WORK TO COMPLETE: The entries below are to be written out again without alteration.

THE RECORDS:
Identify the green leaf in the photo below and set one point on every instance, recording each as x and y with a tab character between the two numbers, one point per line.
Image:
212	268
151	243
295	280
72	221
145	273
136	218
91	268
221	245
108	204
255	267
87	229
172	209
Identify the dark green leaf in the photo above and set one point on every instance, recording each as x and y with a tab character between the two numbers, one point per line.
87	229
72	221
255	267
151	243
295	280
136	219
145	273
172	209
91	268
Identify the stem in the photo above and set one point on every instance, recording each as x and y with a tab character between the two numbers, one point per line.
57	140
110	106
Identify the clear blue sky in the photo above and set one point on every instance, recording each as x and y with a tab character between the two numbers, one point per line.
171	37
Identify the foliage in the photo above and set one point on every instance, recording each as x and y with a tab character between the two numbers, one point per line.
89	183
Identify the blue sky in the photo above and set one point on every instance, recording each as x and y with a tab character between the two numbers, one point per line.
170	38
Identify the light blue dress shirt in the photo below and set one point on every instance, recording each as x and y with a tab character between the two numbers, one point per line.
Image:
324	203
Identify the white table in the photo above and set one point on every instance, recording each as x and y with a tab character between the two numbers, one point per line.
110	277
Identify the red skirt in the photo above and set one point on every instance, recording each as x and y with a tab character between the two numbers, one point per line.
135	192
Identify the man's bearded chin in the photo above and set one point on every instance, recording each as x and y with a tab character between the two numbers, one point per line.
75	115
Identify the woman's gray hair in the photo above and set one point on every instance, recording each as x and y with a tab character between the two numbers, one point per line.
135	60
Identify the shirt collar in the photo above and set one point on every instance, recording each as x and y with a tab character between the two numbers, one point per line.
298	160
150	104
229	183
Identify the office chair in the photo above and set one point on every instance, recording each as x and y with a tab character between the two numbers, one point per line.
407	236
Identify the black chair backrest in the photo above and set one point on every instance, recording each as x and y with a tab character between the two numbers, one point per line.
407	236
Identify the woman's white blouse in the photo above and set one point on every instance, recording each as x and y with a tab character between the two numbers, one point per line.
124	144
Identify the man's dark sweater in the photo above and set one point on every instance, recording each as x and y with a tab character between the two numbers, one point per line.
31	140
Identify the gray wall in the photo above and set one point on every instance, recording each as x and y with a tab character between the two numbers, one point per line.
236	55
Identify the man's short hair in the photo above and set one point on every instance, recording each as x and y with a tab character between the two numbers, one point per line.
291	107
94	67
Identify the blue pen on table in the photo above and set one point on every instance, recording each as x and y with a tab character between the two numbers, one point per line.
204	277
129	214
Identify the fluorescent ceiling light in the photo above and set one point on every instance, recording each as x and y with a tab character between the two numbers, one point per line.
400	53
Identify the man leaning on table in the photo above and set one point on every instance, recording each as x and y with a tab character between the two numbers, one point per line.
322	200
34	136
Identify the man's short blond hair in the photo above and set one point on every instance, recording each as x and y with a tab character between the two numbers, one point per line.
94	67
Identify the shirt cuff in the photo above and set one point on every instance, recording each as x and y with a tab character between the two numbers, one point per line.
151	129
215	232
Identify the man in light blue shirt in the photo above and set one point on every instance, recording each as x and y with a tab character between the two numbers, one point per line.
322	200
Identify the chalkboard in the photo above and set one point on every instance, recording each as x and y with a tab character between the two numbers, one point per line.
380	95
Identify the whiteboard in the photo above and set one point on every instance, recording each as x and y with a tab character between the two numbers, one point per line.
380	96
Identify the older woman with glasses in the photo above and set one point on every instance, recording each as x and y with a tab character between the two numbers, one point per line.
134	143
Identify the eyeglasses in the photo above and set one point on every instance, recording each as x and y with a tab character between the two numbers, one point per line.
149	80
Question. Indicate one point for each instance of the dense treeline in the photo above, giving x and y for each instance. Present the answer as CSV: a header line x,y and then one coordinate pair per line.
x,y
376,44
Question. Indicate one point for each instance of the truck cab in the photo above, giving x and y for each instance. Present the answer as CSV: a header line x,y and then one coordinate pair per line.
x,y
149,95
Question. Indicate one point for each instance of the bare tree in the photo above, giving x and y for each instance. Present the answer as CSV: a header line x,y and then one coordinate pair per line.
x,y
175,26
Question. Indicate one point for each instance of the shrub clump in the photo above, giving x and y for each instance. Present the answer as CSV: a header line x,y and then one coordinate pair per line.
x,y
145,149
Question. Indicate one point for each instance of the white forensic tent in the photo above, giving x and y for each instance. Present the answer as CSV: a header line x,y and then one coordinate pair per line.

FINISHED TASK:
Identify the green leaf in the photo below and set one point on every instance, recording each as x and y with a tab character between the two numbers, one point per line.
Image:
212	268
151	243
295	280
72	221
145	273
136	218
91	268
221	245
108	204
255	267
87	229
172	209
Identify the dark green leaf in the photo above and set one point on every instance, recording each as x and y with a tab character between the two numbers, one point per line.
87	229
72	221
255	267
151	243
295	280
136	219
145	273
172	209
91	268
Identify the stem in the photo above and set one point on every instance, recording each as x and y with a tab character between the two numbers, one point per line.
57	140
110	106
Identify the clear blue sky in the photo above and set one point on every instance, recording each as x and y with a tab character between the two numbers, one point per line.
171	37
Identify the foliage in the photo above and set one point on every instance, recording each as x and y with a tab character between the two numbers, one point per line.
89	183
Identify the blue sky in the photo above and set one point on every instance, recording each as x and y with a tab character between the two numbers, one point per line.
170	38
Identify the light blue dress shirt in the photo below and set one point on every instance, recording each as x and y with a tab character between the two numbers, one point per line.
Image:
324	203
Identify the white table in the photo above and set one point on every instance, recording each as x and y with a tab character between the two numbers, one point per line.
110	277
Identify the red skirt in the photo above and set one point on every instance, recording each as x and y with a tab character between the two numbers, one point per line.
135	192
Identify the man's bearded chin in the photo above and set one point on every instance, recording each as x and y with a tab character between the two numbers, one point per line.
75	115
Identify the woman's gray hair in the photo above and set one point on every instance, recording each as x and y with a tab character between the two numbers, one point per line.
135	60
Identify the shirt collar in the photo above and set one point on every instance, recording each as x and y with a tab character between the two numbers, one point per line.
298	160
150	104
229	183
Identify the office chair in the photo above and set one point on every instance, recording each as x and y with a tab character between the two numbers, one point per line.
407	236
Identify the black chair backrest in the photo above and set one point on every instance, recording each as x and y with a tab character between the two numbers, one point per line.
407	236
Identify the woman's white blouse in the photo above and set one point on every instance, recording each as x and y with a tab character between the two numbers, one point per line.
124	144
Identify the man's dark sweater in the photo above and set one point on every instance, recording each as x and y with a tab character between the two numbers, one point per line.
31	140
Identify the gray wall in the photo above and set one point on every instance, recording each as x and y with a tab character between the two numbers, one point per line.
236	55
Identify the man's short hair in the photo above and set one point on every instance, recording each as x and y with a tab character between the two numbers, one point per line.
291	107
94	67
Identify the blue pen on table in the photo above and set one point on every instance, recording each as x and y with a tab character between the two numbers, one point per line.
204	277
129	214
Identify the fluorescent ceiling light in the photo above and set one point on every instance, recording each as x and y with a tab character between the two numbers, one point per line.
400	53
Identify the man leaning on table in the photo above and set one point on every instance, recording each as x and y with a tab character between the two numbers, one point per line.
322	200
34	136
Identify the man's short blond hair in the photo above and set one point on every instance, recording each as x and y with a tab character between the two numbers, one point per line.
94	67
Identify the shirt cuff in the photo above and set one point on every instance, recording each as x and y with a tab character between the two numbers, one point per line.
151	129
215	232
Identify the man in light blue shirt in the photo above and set one point on every instance, recording each as x and y with a tab character between the two numbers, one point per line.
322	200
Identify the chalkboard in the photo above and set one point on every instance, recording each as x and y with a tab character between the two numbers, one point per line.
380	95
Identify the whiteboard in the photo above and set one point on every instance, recording each as x and y with a tab character between the two numbers, one point per line.
380	96
Identify the older woman with glasses in the photo above and set one point on every instance, recording each as x and y with a tab character between the two numbers, one point per line.
134	143
Identify the eyeglasses in the photo above and set one point on every instance, recording each as x and y with a tab character between the two numbers, one point per line.
149	80
Question. Indicate one point for each instance of the dense treeline in the photo above, giving x and y for each instance. Present the answer as CSV: a header line x,y and then one coordinate pair per line.
x,y
376,44
Question. Indicate one point for each instance of the truck cab in the photo above, giving x and y for each instance. Present the answer as CSV: a header line x,y and then one coordinate pair per line.
x,y
149,95
Question. Indicate one point for each instance of the bare tree in the photo above, giving x and y for each instance. Present the answer as CSV: a header line x,y and then one coordinate pair per line.
x,y
175,26
Question. Indicate one point for each instance of the shrub clump in the photo above, giving x and y for each instance. Present the answer as CSV: a header line x,y and then one coordinate pair per line.
x,y
145,149
Question. Indicate one point for each instance of the white forensic tent in the photo above, giving x and y for each instance. Present the answer as CSV: a header line x,y and then one coordinate pair per line.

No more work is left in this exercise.